### BRANO DI PARTENZA

E continua: Perché qui, proprio qui, c'è la centrale dalla quale sono partiti gli ordini di un sequestro di persona che, proditoriamente o ca­sualmente, si è trasformato nel più abominevole crimine che si sia mai verificato in Italia. Perché qui, proprio qui, hanno ammazzato un avvocato generale dello Stato.

Perché qui, proprio qui, c'è un tragico sospet­to sulla morte di un magistrato che faceva il suo dovere.

Perché qui, proprio qui, la mafia in versione calabra, detta pure "ndrangheta", vive alligna e comanda. Solo che una volta spaccata la crosta — continua l'articolista, nel suo raptus archeologico — e si superi la sedimentazione di trent'anni di stra­potere democristiano, di vent'anni di impostime fascista e il deposito millenario dell'abbandono, bisogna pur fermarsi un tantino di più in questa stazione di cambio delle locomotive per esami­nare i reperti.

Perfetto. Ma se il Sud avesse una stampa po­tente e diffusa non potrebbe benissimo dissot­terrare anche al Nord "reperti" d'ogni genere? E il medesimo inviato non potrebbe benissimo esor­dire alla medesima maniera se si occupasse di rompere le croste (si fa per dire) delle sedimenta­zioni del Nord? Certo che lo potrebbe. E ne ver­rebbero fuori filastrocche ancor più lunghe e ancor più dense di delitti e di "perché".

Voci del dataset
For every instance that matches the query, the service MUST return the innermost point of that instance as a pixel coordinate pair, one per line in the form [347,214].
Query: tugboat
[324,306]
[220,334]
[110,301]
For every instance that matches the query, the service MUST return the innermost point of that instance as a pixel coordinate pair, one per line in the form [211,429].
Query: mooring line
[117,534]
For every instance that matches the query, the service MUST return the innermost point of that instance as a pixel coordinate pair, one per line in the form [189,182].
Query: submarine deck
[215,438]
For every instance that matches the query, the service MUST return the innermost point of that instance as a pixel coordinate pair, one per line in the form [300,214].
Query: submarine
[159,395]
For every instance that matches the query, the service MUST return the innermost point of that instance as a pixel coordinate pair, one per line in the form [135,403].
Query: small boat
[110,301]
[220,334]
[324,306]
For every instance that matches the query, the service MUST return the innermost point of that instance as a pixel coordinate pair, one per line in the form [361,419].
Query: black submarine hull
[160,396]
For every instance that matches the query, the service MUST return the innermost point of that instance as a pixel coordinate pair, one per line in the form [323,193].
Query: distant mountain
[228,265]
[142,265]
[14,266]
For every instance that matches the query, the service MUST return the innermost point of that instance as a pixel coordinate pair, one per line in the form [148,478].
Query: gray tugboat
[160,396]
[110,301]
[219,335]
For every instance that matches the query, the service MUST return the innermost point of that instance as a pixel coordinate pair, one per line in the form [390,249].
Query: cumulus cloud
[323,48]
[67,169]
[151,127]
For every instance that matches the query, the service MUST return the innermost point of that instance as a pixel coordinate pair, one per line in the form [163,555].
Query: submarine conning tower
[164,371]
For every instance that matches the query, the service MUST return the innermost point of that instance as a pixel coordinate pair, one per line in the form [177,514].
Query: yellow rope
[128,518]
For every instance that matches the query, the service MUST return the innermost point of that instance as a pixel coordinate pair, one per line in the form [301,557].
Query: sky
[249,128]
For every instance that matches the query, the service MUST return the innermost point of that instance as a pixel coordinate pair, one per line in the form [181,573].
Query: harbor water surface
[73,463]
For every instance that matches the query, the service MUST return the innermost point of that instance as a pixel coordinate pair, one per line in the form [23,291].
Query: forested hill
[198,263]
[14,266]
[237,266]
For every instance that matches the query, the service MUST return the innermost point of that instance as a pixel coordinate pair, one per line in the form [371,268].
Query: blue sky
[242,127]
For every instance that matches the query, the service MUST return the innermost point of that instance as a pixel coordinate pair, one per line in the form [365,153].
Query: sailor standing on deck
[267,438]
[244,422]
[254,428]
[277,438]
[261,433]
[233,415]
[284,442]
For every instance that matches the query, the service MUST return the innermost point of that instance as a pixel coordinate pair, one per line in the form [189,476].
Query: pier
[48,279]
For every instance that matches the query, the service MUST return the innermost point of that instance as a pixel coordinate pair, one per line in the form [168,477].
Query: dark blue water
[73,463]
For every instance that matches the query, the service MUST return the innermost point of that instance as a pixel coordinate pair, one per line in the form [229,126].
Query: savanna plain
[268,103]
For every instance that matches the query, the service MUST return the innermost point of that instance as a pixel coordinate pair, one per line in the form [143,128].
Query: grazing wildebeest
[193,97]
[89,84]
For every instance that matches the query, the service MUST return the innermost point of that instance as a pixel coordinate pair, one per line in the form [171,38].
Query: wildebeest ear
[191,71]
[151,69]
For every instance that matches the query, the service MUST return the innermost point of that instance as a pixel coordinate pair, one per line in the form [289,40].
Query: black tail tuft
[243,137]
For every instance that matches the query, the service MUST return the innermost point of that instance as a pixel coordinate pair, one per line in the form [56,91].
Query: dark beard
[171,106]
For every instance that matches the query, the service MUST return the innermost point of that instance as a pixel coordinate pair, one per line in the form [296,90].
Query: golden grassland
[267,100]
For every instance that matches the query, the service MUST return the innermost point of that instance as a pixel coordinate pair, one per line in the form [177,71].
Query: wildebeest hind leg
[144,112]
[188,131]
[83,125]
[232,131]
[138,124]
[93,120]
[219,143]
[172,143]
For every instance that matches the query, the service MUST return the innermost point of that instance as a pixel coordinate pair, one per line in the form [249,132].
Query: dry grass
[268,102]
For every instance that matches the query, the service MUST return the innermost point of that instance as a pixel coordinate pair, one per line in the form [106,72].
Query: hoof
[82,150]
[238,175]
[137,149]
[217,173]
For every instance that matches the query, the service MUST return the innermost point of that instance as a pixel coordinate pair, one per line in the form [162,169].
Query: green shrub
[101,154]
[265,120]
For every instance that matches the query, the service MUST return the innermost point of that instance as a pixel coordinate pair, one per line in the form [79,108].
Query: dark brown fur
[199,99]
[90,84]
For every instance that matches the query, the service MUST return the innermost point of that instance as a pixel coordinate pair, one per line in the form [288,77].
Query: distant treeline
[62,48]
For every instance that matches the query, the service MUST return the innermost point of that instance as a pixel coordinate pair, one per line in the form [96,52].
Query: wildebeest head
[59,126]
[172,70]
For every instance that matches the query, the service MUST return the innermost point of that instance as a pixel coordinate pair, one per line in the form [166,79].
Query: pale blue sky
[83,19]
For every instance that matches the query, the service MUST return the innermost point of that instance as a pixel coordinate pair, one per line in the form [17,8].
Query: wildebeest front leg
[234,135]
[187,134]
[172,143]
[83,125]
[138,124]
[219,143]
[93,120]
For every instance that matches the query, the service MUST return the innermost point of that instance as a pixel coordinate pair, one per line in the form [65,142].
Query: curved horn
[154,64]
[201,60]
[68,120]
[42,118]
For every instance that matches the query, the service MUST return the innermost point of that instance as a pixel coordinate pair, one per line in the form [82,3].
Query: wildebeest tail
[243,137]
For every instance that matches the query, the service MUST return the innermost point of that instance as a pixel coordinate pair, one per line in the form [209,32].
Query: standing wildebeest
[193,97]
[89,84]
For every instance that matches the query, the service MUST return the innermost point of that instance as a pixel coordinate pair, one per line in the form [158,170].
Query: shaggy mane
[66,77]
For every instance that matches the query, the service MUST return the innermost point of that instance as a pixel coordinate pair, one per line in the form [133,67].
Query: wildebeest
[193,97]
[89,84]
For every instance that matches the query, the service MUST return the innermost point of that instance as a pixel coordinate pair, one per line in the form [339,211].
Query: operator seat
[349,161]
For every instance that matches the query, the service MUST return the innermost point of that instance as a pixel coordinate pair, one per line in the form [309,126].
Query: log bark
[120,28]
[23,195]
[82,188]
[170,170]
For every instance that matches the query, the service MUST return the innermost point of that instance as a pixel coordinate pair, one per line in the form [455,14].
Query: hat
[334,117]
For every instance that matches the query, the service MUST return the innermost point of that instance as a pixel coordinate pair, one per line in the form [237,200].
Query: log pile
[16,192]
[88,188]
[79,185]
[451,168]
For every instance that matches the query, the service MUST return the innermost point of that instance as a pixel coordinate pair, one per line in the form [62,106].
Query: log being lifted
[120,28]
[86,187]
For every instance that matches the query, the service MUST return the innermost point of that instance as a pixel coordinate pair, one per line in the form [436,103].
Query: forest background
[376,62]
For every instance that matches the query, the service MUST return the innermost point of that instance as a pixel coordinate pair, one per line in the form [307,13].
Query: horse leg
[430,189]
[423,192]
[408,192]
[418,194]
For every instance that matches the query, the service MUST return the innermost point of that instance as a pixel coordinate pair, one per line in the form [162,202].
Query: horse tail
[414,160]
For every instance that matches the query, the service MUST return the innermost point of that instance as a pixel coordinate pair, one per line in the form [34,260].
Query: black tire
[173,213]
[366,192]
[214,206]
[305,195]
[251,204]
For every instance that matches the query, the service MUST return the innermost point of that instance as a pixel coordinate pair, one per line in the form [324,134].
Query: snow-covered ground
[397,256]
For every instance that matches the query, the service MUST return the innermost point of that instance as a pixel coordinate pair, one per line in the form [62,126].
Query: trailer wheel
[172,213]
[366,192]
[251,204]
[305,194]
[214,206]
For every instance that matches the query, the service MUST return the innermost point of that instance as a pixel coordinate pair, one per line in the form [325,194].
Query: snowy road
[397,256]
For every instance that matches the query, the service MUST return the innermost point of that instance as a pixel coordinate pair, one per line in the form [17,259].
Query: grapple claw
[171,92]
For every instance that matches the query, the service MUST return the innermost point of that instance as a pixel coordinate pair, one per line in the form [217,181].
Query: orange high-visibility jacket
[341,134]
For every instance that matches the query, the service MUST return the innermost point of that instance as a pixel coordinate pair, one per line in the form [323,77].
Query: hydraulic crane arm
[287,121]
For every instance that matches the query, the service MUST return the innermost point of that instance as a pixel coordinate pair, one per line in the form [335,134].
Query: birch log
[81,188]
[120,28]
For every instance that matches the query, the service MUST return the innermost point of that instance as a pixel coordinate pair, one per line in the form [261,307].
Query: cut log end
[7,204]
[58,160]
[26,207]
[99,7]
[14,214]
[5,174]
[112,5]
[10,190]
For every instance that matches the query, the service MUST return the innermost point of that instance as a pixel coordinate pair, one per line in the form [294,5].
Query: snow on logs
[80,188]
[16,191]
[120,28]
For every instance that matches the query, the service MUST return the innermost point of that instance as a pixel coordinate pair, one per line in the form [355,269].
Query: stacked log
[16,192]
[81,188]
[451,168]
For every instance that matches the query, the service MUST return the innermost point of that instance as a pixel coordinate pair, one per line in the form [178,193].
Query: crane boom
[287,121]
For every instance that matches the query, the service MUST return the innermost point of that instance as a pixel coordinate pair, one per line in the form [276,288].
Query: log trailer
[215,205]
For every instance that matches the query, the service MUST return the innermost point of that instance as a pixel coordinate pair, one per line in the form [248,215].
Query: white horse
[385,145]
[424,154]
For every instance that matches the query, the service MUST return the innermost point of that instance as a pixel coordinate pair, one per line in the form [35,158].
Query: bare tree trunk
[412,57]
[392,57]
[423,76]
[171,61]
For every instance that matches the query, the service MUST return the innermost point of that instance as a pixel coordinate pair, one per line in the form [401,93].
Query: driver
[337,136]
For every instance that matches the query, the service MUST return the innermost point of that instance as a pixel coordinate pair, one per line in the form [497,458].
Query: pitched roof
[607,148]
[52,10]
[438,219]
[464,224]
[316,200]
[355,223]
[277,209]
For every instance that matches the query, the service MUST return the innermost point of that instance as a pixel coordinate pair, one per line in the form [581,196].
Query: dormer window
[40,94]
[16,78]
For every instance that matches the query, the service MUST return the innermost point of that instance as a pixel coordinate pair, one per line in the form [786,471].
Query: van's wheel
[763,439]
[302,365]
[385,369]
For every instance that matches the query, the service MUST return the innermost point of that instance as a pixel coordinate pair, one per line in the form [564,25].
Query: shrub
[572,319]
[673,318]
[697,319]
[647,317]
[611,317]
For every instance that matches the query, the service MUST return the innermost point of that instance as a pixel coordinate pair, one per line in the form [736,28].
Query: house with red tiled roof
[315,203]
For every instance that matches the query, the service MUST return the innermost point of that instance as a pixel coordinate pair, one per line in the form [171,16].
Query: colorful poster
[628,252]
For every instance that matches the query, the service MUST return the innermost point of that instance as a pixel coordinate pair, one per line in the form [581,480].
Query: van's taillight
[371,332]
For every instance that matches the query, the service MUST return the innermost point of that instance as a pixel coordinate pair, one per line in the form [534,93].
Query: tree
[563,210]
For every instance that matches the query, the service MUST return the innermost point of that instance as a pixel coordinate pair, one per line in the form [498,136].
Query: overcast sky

### AZIONE RICHIESTA A
Elenca tutte le parole che nel brano compaiono tra virgolette.
### AZIONE RICHIESTA B
Nel brano, riscrivi il passo che comincia con le parole "E continua: Perché" e si chiude dopo "esami­nare i reperti.", sostituendo "magistrato" con "giudice".
Le voci del dataset sono materiale a sé, separato dal brano.

### RISPOSTA A
ndrangheta, reperti, perché

### RISPOSTA B
E continua: Perché qui, proprio qui, c'è la centrale dalla quale sono partiti gli ordini di un sequestro di persona che, proditoriamente o ca­sualmente, si è trasformato nel più abominevole crimine che si sia mai verificato in Italia. Perché qui, proprio qui, hanno ammazzato un avvocato generale dello Stato.

Perché qui, proprio qui, c'è un tragico sospet­to sulla morte di un giudice che faceva il suo dovere.

Perché qui, proprio qui, la mafia in versione calabra, detta pure "ndrangheta", vive alligna e comanda. Solo che una volta spaccata la crosta — continua l'articolista, nel suo raptus archeologico — e si superi la sedimentazione di trent'anni di stra­potere democristiano, di vent'anni di impostime fascista e il deposito millenario dell'abbandono, bisogna pur fermarsi un tantino di più in questa stazione di cambio delle locomotive per esami­nare i reperti.